**Set task 1:**
From the forum thread on default firewall policy, output everything from "Change default firewall" down to "in this policy.".
**Set task 2:**
In the forum thread on default firewall policy, when can an AFM policy be applied to a virtual server?

**Document segment:**
Change default firewall policy for new Virtual Servers

I have read

 

https://support.f5.com/kb/en-us/products/big-ip-afm/manuals/product/network-firewall-policies-implementations-11-6-0/1.html

 

concerning default behaviour, but it seems limited to setting the default to accept or default block/drop traffic only? With no other rules before the default one in this policy.

 

Is it possible to configure a default policy that is assigned to all new Virtual Servers upon creation, typically allowing traffic from monitoring-software or backup-solutions that you would like all Virtual Servers to allow anyway?

 

3 Replies

  • The default behaviour you are talking about, is what we call ADC mode or Firewall mode.

     

    In ADC mode the virtual server will allow traffic from the sources you define in the virtual server, and the vlan you specify there. If you don't restrict the source or vlan, basically everyone can access. If want to block something, you need a firewall rule for that.

     

    In Firewall mode, you need to create firewall rules to allow that. Everything is blocked until you create rules to allow.

     

    During the creating of the virtual server you can't specify the AFM policy, but you can apply that after the virtual server creation.

     

  • So If I want to use Global policies, How can I over come the issue with default policy because in F5: every virtual server has a default policy to drop everything.

     

    • Leonardo_Souza's avatar
      Leonardo_Souza
      Icon for Cirrocumulus rankCirrocumulus

      That is not correct.

**Source excerpt:**
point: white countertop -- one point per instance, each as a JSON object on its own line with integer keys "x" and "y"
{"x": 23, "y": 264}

**Expected output 1:**
Change default firewall policy for new Virtual Servers

I have read

 

https://support.f5.com/kb/en-us/products/big-ip-afm/manuals/product/network-firewall-policies-implementations-11-6-0/1.html

 

concerning default behaviour, but it seems limited to setting the default to accept or default block/drop traffic only? With no other rules before the default one in this policy.

**Expected output 2:**
An AFM policy can be applied after the virtual server is created, not during creation.